[Saved entries]
╭──

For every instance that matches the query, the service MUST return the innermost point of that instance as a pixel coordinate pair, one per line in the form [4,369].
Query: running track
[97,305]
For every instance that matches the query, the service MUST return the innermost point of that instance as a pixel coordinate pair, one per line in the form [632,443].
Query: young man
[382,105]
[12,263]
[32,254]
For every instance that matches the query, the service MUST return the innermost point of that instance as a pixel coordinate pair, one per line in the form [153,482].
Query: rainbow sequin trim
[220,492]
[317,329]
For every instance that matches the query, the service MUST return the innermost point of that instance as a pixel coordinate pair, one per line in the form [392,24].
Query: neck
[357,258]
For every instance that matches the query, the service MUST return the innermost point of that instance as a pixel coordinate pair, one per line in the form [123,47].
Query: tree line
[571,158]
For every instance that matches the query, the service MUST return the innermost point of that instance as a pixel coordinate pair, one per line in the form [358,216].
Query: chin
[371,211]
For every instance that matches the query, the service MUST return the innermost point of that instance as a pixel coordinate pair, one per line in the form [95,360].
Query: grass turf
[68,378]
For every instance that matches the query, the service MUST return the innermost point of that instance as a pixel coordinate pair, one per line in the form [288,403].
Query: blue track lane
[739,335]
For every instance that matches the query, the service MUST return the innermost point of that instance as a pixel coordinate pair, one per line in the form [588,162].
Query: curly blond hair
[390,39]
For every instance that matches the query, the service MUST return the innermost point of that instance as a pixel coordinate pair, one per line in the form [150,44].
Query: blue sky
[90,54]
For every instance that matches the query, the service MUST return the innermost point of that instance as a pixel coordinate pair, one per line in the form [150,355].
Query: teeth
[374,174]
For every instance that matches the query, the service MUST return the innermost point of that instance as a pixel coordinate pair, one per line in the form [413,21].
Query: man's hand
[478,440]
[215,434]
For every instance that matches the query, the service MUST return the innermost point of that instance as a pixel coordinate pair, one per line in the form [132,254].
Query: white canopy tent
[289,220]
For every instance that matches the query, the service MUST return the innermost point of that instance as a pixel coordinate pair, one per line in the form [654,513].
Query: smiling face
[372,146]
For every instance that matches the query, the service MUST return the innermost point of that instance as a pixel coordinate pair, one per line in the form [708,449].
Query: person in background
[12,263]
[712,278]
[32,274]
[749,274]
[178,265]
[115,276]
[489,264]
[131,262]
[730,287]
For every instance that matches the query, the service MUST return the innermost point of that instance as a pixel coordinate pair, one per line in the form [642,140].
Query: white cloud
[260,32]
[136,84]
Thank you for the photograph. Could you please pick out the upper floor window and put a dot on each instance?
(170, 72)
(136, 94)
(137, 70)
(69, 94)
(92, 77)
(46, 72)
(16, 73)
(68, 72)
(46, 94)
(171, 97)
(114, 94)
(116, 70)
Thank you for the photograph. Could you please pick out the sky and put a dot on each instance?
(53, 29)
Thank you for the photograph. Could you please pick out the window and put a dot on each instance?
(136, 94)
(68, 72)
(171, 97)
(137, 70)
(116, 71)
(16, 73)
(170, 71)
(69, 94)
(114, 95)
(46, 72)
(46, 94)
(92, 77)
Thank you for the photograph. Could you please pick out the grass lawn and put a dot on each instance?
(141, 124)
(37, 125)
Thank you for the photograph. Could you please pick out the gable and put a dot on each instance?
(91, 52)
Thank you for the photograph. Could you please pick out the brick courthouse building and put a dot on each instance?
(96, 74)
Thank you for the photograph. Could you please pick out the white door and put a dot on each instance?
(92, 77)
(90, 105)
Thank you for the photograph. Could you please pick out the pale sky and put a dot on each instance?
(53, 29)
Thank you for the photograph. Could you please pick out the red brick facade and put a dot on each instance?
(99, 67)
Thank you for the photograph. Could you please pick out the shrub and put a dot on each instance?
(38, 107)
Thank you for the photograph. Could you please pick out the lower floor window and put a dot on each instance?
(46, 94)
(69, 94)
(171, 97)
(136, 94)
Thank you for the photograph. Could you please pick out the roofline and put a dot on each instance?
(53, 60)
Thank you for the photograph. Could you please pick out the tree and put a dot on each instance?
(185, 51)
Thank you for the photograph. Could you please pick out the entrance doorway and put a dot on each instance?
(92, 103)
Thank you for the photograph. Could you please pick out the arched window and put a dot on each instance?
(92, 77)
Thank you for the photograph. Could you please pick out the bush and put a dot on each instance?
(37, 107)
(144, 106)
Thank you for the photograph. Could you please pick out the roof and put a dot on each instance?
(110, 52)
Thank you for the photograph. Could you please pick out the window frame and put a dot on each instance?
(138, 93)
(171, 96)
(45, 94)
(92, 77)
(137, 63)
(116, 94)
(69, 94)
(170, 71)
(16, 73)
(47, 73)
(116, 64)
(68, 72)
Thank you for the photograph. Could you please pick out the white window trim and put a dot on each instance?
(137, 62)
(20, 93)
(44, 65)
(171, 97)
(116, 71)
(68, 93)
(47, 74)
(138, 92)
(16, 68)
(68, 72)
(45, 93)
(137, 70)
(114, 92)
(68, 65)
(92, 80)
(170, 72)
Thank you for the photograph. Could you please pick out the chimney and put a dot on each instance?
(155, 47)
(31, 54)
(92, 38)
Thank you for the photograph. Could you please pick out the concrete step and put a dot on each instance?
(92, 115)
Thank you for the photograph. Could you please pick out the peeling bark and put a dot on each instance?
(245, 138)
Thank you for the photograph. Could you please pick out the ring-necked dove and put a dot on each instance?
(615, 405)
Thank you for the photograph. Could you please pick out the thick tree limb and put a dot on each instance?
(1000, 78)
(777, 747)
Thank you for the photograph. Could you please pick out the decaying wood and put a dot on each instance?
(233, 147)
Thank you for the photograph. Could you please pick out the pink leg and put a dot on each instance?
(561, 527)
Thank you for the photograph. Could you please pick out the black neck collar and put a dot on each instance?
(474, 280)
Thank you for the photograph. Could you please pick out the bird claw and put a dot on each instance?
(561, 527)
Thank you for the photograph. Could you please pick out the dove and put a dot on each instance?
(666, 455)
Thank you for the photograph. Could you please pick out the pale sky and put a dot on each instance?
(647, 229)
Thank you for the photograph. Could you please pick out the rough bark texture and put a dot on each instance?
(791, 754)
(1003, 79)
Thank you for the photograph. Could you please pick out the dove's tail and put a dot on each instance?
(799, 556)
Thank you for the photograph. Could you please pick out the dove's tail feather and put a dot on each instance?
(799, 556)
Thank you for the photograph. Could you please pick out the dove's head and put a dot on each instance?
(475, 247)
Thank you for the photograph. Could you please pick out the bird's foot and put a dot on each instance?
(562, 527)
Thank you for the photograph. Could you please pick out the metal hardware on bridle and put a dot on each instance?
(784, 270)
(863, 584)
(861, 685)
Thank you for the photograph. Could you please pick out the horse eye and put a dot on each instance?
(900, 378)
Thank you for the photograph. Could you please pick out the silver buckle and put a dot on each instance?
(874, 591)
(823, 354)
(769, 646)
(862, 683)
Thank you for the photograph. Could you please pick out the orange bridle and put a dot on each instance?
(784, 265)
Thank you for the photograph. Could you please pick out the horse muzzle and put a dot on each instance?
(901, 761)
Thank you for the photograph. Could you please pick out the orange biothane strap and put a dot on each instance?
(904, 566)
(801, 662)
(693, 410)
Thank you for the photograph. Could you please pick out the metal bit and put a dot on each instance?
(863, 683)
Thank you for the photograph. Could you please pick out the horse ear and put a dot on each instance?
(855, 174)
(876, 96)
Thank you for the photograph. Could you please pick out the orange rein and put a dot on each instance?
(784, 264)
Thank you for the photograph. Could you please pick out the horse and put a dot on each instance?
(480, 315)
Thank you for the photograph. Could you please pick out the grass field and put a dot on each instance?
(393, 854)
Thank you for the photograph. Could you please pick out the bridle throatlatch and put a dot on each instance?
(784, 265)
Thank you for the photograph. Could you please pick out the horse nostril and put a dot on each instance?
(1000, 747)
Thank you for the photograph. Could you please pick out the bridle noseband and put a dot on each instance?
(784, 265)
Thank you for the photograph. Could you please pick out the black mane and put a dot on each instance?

╰──

Please copy, exactly and with nothing else, the lines above beginning at the line that has "Query: smiling face" and ending with the line that has "the form [708,449].".

Query: smiling face
[372,146]
For every instance that matches the query, the service MUST return the innermost point of that instance as a pixel coordinate pair, one per line in the form [708,449].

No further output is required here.